▸ Exercise
Your task is to write out the lines from the line containing "Would you mind annotating the concrete ground" through the last line of the material, exactly.

**********

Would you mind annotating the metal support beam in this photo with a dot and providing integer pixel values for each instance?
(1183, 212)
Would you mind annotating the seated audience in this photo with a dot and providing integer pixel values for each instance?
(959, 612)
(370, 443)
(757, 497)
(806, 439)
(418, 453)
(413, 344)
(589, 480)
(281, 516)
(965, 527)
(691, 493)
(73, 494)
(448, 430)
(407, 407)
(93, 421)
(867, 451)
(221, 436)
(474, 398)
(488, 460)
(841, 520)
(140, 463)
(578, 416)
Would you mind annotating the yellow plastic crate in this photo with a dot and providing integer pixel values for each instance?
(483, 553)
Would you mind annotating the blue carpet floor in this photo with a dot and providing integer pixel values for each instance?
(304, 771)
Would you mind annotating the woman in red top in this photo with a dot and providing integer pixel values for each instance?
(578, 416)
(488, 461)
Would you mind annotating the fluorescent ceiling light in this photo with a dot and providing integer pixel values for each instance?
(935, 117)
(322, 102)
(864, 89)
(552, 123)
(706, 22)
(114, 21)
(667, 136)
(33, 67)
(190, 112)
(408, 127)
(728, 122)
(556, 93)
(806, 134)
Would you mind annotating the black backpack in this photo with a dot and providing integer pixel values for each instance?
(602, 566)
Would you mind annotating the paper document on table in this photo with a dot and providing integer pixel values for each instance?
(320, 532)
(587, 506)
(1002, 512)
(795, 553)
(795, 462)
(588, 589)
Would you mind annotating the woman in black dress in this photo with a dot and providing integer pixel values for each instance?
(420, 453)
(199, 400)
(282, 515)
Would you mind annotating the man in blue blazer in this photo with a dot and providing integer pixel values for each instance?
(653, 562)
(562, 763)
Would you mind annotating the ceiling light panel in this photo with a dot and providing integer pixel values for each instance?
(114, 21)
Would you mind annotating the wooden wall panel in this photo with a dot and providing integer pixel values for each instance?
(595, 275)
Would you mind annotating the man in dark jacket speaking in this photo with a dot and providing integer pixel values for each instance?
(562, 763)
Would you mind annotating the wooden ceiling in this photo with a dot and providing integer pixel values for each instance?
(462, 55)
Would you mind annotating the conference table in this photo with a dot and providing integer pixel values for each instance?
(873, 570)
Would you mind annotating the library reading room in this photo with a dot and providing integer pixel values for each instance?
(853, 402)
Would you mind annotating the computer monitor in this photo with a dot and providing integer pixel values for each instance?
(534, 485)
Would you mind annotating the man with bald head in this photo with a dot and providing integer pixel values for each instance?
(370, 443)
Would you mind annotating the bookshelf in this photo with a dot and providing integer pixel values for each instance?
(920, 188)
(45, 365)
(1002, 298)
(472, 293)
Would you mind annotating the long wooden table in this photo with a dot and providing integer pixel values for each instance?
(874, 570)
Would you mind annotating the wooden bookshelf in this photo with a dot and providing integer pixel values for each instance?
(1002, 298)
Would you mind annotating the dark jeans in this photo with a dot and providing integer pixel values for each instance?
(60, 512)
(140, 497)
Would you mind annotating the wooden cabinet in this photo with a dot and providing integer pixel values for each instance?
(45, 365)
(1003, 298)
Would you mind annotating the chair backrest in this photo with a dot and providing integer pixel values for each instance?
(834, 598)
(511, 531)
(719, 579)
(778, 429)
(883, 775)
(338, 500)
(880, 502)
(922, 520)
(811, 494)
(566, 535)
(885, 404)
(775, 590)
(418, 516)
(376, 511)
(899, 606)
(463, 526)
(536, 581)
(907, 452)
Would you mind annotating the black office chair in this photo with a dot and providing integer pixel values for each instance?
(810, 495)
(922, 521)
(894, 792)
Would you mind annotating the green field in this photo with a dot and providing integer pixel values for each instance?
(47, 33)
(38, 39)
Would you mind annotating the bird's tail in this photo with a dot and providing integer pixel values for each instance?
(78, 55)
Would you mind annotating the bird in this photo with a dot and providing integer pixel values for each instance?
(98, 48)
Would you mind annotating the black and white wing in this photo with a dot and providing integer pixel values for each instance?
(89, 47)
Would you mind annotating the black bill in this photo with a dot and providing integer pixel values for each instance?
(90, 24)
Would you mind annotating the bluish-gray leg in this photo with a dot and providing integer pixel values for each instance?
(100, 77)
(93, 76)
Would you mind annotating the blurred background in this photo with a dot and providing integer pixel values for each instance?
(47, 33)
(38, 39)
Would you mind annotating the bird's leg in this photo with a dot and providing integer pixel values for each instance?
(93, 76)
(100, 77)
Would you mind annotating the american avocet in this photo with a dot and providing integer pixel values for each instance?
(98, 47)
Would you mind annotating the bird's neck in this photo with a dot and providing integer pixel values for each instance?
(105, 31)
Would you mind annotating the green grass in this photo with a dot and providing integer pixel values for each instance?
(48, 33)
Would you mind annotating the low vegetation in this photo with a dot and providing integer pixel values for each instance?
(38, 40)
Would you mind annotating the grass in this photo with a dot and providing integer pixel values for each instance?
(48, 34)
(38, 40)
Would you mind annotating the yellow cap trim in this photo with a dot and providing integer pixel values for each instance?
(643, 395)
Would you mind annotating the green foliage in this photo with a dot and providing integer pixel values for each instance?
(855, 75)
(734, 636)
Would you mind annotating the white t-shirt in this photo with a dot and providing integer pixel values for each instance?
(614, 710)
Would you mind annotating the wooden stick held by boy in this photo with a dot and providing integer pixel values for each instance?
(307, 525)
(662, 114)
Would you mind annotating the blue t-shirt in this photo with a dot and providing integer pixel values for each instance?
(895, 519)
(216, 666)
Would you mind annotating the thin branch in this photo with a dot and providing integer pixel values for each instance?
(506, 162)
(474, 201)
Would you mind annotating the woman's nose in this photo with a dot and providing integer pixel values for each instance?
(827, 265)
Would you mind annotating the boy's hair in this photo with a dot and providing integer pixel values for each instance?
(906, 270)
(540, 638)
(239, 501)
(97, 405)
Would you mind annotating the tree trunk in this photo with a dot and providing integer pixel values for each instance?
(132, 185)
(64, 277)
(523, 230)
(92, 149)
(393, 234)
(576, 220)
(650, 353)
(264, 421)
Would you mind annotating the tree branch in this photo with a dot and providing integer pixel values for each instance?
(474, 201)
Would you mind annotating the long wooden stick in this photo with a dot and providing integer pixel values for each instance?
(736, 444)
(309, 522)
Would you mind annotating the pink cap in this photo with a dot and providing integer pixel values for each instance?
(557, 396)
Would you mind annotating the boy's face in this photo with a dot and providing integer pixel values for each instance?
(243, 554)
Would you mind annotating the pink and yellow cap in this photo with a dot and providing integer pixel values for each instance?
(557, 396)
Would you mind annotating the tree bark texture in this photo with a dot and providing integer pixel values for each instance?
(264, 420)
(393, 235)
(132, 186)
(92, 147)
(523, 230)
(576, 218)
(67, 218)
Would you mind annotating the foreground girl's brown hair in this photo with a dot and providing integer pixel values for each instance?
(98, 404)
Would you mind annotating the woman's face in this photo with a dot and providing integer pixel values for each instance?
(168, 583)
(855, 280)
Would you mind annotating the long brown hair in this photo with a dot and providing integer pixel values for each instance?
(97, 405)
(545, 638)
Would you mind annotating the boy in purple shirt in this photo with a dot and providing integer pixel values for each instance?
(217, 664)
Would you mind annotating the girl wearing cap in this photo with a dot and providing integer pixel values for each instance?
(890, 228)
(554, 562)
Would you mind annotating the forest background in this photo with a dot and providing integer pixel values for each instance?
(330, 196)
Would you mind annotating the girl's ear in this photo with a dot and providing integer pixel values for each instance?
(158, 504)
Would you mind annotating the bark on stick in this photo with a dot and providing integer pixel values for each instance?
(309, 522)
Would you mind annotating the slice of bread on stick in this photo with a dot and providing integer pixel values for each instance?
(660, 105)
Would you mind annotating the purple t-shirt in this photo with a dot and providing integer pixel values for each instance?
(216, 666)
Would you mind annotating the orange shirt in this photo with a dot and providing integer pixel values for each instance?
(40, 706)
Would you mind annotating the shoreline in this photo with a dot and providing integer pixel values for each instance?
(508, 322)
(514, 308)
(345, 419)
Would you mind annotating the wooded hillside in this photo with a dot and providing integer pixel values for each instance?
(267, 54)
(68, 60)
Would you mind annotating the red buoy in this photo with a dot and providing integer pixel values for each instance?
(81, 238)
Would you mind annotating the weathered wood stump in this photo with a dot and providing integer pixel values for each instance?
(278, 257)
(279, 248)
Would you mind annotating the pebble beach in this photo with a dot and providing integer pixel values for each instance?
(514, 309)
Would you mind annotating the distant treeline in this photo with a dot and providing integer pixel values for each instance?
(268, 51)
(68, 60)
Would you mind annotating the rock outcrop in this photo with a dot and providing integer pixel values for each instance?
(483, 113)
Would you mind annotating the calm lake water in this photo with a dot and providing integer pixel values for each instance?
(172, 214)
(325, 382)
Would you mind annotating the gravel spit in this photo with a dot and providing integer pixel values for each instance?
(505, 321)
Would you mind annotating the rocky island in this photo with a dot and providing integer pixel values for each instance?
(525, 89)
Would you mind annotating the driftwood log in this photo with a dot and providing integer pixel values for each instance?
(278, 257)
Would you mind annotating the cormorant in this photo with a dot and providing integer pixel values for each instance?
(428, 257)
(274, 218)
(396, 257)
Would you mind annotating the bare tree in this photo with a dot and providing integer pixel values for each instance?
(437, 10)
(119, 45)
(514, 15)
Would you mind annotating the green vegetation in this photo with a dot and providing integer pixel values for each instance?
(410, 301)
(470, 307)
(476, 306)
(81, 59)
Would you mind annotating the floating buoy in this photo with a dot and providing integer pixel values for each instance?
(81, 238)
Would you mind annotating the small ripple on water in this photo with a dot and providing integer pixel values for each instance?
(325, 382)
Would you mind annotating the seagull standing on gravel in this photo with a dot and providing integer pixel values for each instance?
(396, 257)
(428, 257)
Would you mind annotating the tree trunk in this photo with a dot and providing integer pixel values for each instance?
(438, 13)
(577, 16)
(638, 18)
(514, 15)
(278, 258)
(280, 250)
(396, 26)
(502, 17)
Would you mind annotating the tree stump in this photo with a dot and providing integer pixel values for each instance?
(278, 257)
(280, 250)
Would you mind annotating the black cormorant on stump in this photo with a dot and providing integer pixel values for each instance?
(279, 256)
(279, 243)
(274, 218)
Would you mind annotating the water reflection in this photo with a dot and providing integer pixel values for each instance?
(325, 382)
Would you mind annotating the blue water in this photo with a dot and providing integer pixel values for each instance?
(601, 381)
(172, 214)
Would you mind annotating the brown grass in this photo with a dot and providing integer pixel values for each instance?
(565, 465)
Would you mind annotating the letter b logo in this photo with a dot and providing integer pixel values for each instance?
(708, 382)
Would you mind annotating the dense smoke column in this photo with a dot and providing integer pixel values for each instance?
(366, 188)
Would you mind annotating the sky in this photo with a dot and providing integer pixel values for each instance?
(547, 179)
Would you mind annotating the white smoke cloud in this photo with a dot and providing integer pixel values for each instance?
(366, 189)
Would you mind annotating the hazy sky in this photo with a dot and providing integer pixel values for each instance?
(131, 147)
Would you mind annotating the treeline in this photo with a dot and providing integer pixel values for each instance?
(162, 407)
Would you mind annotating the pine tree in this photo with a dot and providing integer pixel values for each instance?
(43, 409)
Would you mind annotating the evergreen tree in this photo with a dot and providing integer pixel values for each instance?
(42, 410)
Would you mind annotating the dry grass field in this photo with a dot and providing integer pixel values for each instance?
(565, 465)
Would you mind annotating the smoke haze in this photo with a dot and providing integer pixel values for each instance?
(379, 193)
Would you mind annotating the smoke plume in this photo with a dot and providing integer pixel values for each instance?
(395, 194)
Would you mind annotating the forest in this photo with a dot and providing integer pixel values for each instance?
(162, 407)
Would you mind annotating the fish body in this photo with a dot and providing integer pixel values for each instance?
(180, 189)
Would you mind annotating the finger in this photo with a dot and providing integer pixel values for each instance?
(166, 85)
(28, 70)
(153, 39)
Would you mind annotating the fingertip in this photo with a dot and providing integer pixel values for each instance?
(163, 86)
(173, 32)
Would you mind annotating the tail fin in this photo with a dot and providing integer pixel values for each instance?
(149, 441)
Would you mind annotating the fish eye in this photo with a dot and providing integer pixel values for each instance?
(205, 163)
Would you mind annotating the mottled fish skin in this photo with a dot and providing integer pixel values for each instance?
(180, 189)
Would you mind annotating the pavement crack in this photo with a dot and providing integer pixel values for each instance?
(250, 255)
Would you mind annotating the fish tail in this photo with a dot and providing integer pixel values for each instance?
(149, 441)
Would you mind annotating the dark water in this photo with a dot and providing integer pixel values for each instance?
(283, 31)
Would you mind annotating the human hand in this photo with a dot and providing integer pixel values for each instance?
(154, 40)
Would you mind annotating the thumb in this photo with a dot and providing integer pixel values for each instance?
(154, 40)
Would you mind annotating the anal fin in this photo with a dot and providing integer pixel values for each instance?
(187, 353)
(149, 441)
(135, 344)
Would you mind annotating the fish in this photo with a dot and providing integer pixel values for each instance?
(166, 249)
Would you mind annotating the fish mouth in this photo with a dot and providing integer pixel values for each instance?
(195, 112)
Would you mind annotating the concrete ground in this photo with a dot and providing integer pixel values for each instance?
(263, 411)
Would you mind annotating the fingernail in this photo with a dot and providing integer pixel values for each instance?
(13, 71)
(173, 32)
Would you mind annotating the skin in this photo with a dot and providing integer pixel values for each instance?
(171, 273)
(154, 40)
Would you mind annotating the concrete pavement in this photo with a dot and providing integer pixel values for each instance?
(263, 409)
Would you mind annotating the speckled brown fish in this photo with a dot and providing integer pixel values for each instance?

**********

▸ Task result
Would you mind annotating the concrete ground in this photo with a dot and providing integer pixel values for each instance?
(263, 411)
Would you mind annotating the fingernail in this photo with a dot and providing integer pixel values for each instance?
(13, 71)
(173, 32)
Would you mind annotating the skin in this photo with a dot and providing integer pixel values for each instance?
(171, 273)
(154, 40)
Would you mind annotating the concrete pavement in this photo with a dot and providing integer pixel values for each instance?
(263, 409)
Would you mind annotating the speckled brown fish in this photo with a dot and providing integer pixel values for each instance?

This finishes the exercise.